- **Recorded information**:
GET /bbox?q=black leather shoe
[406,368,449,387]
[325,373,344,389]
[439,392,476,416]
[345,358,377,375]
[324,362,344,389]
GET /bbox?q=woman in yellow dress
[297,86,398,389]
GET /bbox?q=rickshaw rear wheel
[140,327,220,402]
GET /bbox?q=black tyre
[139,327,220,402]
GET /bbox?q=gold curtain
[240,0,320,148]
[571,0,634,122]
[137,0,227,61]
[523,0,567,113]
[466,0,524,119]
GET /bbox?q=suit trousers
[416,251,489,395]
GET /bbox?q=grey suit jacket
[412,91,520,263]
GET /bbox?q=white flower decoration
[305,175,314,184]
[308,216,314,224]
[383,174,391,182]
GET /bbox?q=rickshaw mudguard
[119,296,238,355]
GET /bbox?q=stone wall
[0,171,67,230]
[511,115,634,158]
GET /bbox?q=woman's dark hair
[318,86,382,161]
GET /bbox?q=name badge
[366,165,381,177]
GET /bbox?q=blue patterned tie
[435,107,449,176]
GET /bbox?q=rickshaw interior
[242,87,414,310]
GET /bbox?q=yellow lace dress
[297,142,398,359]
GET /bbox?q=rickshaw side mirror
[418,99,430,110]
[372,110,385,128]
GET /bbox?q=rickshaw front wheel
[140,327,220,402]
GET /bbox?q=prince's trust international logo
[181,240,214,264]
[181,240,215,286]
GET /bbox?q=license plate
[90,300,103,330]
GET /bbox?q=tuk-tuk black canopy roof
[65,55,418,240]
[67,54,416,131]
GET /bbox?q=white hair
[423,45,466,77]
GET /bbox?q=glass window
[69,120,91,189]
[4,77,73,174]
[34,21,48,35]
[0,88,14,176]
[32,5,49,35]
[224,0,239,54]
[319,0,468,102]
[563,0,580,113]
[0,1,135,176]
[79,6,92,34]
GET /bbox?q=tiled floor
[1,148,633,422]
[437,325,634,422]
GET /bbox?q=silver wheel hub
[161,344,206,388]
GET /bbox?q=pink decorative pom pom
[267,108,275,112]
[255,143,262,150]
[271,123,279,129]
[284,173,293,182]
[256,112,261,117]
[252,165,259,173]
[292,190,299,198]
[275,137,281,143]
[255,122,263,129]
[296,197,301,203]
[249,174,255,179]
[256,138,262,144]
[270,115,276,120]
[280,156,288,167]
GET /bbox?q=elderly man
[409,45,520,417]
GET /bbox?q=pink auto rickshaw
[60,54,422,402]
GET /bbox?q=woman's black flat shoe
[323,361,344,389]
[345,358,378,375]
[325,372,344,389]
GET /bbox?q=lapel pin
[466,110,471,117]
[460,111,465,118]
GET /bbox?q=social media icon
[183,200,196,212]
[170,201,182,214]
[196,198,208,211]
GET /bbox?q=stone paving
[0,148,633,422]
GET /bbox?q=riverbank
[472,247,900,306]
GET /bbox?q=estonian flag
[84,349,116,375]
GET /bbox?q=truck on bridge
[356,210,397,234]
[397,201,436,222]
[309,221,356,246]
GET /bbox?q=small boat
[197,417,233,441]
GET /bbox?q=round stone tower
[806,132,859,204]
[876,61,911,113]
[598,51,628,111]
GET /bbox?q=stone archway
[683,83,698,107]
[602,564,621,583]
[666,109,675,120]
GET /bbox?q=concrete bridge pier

- **Task instructions**:
Would you please repeat the entire listing above exactly?

- **Response box**:
GET /bbox?q=black leather shoe
[406,368,449,387]
[325,373,344,389]
[439,392,476,416]
[345,358,377,375]
[324,362,344,389]
GET /bbox?q=woman in yellow dress
[297,86,398,389]
GET /bbox?q=rickshaw rear wheel
[140,327,220,402]
GET /bbox?q=black tyre
[139,327,220,402]
GET /bbox?q=gold curtain
[240,0,320,148]
[571,0,634,122]
[137,0,227,61]
[523,0,567,113]
[466,0,524,119]
GET /bbox?q=suit trousers
[416,251,489,395]
GET /bbox?q=grey suit jacket
[412,91,520,263]
GET /bbox?q=white flower decoration
[305,175,314,184]
[308,216,314,224]
[383,174,391,182]
GET /bbox?q=rickshaw mudguard
[119,296,238,355]
GET /bbox?q=stone wall
[0,171,67,230]
[511,115,634,158]
GET /bbox?q=woman's dark hair
[318,86,382,161]
GET /bbox?q=name badge
[366,165,381,177]
GET /bbox?q=blue patterned tie
[435,107,449,176]
GET /bbox?q=rickshaw interior
[242,87,414,310]
GET /bbox?q=yellow lace dress
[297,142,398,359]
GET /bbox?q=rickshaw side mirror
[418,99,430,110]
[372,110,385,128]
GET /bbox?q=rickshaw front wheel
[140,327,220,402]
GET /bbox?q=prince's trust international logo
[181,240,214,264]
[181,240,215,286]
GET /bbox?q=license plate
[90,300,103,330]
GET /bbox?q=tuk-tuk black canopy roof
[65,55,418,240]
[67,54,416,131]
GET /bbox?q=white hair
[423,45,466,77]
GET /bbox?q=glass window
[69,120,91,189]
[4,77,73,174]
[34,21,48,35]
[0,88,14,176]
[32,5,49,35]
[224,0,239,54]
[319,0,468,102]
[563,0,580,113]
[0,1,135,176]
[79,6,92,34]
GET /bbox?q=tiled floor
[1,148,633,422]
[437,325,634,422]
GET /bbox?q=silver wheel hub
[161,344,206,388]
GET /bbox?q=pink decorative pom pom
[267,108,275,112]
[255,143,262,150]
[271,123,279,129]
[284,173,293,182]
[256,112,261,117]
[252,165,259,173]
[292,190,299,198]
[275,137,281,143]
[255,122,263,129]
[296,197,301,203]
[249,174,255,179]
[256,138,262,144]
[270,115,276,120]
[280,156,288,167]
GET /bbox?q=elderly man
[409,45,520,417]
GET /bbox?q=pink auto rickshaw
[60,54,422,402]
GET /bbox?q=woman's black flat shoe
[323,361,344,389]
[345,358,378,375]
[325,372,344,389]
GET /bbox?q=lapel pin
[466,110,471,117]
[460,111,465,118]
GET /bbox?q=social media icon
[183,200,196,212]
[170,201,182,214]
[196,198,208,211]
GET /bbox?q=stone paving
[0,148,633,422]
GET /bbox?q=riverbank
[472,247,900,306]
GET /bbox?q=estonian flag
[84,349,116,375]
GET /bbox?q=truck on bridge
[356,210,397,234]
[397,201,436,222]
[309,221,356,246]
GET /bbox?q=small boat
[197,417,233,441]
GET /bbox?q=round stone tower
[806,132,859,204]
[876,61,911,113]
[598,51,628,111]
GET /bbox?q=stone archway
[683,83,698,107]
[602,564,621,583]
[666,109,675,120]
GET /bbox?q=concrete bridge pier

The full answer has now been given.